## Start Data supplied
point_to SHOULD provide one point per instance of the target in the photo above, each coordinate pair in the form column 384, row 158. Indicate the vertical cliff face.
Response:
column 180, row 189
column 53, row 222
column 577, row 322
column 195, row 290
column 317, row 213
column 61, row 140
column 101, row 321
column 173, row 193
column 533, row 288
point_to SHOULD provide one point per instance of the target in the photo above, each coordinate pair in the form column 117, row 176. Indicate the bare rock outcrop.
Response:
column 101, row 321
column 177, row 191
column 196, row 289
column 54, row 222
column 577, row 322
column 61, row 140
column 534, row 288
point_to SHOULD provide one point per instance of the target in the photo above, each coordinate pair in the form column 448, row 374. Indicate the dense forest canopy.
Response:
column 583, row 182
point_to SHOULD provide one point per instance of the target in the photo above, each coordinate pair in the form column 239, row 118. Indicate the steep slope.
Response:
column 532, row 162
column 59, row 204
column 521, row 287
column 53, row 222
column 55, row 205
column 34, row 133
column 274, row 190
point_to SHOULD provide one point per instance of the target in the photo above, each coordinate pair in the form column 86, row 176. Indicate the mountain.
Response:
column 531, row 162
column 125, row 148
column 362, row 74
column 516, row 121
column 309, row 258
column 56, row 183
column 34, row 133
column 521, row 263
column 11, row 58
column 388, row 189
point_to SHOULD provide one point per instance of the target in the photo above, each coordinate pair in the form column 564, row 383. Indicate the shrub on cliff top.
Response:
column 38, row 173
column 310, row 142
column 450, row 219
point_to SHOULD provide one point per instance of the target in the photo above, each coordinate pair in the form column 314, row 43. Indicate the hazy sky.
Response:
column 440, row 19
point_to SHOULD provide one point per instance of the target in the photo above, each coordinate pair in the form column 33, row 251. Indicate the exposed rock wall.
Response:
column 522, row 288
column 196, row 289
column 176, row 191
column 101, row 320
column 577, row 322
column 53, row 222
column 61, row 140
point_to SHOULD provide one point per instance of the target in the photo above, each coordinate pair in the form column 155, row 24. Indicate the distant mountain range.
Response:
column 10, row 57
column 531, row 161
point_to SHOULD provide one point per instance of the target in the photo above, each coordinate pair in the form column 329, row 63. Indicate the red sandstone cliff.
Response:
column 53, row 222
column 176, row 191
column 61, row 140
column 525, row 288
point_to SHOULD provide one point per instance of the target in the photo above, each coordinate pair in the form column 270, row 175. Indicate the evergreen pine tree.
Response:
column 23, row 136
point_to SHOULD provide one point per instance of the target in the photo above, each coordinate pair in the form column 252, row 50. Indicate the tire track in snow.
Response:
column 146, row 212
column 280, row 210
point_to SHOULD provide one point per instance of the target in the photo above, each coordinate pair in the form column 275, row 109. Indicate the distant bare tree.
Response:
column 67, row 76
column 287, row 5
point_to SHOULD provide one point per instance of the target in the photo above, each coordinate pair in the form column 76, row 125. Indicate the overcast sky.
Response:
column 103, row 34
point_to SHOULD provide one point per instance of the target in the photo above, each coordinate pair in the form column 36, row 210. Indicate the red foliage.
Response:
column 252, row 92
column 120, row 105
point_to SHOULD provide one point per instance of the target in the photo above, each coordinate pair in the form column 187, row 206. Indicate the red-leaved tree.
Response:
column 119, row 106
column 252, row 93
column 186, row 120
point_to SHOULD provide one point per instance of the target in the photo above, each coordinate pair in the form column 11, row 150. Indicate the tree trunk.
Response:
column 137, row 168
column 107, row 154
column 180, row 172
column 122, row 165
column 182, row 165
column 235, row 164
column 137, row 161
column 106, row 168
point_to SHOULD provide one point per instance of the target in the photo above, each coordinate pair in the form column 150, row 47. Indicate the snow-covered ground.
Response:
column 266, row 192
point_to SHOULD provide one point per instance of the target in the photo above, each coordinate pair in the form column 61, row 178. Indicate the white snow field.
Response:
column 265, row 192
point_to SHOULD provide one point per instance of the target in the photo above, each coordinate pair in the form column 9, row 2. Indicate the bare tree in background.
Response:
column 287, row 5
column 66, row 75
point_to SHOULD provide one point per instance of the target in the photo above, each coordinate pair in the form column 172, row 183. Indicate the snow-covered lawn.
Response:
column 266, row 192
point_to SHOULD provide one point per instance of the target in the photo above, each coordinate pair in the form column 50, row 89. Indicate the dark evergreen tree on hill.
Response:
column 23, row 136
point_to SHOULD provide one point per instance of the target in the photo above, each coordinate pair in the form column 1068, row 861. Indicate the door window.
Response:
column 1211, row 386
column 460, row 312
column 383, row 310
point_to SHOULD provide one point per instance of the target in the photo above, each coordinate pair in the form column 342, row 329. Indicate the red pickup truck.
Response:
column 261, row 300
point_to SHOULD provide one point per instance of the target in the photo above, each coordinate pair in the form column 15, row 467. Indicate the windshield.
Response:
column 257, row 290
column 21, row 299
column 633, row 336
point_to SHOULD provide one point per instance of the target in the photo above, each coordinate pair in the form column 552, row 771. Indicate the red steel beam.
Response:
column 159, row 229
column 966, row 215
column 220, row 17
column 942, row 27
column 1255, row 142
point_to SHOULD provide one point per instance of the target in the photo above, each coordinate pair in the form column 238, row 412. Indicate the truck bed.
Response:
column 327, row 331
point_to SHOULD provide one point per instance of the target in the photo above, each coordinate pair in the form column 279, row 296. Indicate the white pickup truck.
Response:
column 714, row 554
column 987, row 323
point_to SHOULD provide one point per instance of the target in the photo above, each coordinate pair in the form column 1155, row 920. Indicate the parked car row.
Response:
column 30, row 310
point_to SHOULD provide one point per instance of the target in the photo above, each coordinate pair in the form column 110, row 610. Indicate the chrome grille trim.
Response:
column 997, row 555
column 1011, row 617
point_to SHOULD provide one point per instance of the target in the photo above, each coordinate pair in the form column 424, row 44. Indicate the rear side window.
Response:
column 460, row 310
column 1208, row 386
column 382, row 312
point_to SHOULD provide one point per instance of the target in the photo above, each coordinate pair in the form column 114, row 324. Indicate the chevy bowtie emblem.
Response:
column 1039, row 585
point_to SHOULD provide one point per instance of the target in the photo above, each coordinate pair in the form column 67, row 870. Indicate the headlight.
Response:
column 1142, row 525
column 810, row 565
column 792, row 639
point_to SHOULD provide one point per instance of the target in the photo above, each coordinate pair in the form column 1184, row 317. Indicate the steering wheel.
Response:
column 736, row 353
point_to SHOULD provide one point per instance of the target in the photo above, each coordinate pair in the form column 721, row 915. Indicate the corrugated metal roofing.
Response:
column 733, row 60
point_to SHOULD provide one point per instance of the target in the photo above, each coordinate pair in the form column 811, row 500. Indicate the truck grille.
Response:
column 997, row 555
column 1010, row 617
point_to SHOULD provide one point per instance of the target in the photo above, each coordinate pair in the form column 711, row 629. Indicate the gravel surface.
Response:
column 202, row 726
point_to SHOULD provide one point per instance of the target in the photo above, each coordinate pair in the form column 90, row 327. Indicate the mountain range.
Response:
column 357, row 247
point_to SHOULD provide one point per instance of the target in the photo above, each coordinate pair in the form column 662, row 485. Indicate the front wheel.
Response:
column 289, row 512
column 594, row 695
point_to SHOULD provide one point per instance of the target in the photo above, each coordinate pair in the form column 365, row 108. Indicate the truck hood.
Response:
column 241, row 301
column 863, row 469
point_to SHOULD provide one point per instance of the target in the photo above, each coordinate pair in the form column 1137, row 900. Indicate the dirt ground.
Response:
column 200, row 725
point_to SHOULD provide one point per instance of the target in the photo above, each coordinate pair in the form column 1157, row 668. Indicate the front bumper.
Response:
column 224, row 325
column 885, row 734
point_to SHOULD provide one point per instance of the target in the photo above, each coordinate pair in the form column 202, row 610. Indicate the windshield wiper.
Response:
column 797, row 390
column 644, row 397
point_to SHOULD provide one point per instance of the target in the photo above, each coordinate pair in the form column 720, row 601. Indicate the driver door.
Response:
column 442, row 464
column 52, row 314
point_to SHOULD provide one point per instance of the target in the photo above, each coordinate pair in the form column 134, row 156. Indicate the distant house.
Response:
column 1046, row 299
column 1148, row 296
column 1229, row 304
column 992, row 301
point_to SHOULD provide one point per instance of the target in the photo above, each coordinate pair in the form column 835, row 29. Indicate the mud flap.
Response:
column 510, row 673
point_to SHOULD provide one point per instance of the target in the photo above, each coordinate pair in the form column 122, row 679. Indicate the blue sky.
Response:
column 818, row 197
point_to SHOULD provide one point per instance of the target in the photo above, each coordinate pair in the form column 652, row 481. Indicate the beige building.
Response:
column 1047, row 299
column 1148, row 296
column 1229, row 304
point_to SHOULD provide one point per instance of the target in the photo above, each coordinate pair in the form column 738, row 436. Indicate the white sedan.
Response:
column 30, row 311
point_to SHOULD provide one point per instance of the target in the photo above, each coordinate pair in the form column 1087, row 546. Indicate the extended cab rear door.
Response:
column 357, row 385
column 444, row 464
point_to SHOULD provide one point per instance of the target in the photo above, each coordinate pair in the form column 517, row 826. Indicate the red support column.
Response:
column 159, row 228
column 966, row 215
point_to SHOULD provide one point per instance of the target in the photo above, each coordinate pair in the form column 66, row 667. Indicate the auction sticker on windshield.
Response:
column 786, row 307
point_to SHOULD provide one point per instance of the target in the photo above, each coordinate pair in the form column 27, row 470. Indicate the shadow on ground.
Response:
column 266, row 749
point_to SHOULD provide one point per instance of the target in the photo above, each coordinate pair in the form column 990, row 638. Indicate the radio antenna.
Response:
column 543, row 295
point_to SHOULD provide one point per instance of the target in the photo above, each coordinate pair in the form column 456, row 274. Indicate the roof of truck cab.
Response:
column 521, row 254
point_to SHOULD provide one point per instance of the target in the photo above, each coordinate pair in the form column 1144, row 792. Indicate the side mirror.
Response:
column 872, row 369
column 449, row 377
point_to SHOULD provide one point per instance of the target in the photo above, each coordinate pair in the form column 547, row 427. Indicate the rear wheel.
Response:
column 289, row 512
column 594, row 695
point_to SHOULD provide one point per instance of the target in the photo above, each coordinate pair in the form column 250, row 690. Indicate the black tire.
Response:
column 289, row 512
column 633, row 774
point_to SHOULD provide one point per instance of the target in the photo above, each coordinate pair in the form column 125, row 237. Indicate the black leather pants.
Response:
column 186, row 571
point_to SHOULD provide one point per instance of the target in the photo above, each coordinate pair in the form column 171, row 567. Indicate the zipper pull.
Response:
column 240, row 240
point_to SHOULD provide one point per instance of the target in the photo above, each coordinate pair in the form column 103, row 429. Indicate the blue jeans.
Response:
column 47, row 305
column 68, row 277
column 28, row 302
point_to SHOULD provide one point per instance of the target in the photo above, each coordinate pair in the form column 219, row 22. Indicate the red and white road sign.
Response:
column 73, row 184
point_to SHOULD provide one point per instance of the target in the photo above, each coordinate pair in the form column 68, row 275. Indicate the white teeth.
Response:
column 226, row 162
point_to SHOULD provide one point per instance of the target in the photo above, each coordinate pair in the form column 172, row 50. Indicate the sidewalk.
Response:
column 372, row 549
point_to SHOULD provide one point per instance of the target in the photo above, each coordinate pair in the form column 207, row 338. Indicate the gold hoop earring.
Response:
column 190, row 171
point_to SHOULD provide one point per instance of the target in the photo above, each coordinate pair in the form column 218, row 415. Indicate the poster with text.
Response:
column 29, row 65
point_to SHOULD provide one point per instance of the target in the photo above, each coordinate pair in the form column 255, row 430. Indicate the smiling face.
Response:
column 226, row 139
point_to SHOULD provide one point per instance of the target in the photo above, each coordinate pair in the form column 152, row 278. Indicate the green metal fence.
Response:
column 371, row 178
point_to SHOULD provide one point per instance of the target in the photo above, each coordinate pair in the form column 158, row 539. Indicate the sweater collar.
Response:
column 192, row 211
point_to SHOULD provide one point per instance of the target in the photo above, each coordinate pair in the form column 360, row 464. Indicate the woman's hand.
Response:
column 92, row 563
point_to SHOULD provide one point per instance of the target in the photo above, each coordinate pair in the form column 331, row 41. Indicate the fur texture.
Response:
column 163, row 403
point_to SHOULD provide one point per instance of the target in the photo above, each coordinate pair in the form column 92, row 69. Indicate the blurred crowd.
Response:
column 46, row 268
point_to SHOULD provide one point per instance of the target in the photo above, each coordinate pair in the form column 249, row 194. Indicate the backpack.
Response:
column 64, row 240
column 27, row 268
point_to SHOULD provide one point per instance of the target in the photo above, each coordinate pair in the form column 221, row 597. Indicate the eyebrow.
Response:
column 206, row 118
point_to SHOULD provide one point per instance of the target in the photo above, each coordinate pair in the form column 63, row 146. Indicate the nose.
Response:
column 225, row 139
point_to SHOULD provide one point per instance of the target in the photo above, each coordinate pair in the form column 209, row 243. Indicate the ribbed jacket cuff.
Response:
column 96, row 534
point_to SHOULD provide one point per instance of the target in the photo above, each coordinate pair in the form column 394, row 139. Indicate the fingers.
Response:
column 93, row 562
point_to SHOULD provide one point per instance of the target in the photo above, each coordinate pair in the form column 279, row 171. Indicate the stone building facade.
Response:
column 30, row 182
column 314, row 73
## End Data supplied
◆ The task ◆
Retype the lines of the material above, from the line containing "white pickup truck." through the line containing "column 1011, row 617", inclusive.

◆ Final result ◆
point_to SHOULD provide one point per instance of the target in the photo above, each coordinate pair in the form column 279, row 296. Indicate the white pickup truck.
Response:
column 714, row 554
column 987, row 323
point_to SHOULD provide one point per instance of the target in the photo above, each coordinate pair in the form column 1155, row 920. Indicate the parked car row.
Response:
column 30, row 310
point_to SHOULD provide one point per instance of the target in the photo above, each coordinate pair in the form column 110, row 610. Indicate the chrome grille trim.
Response:
column 997, row 555
column 1011, row 617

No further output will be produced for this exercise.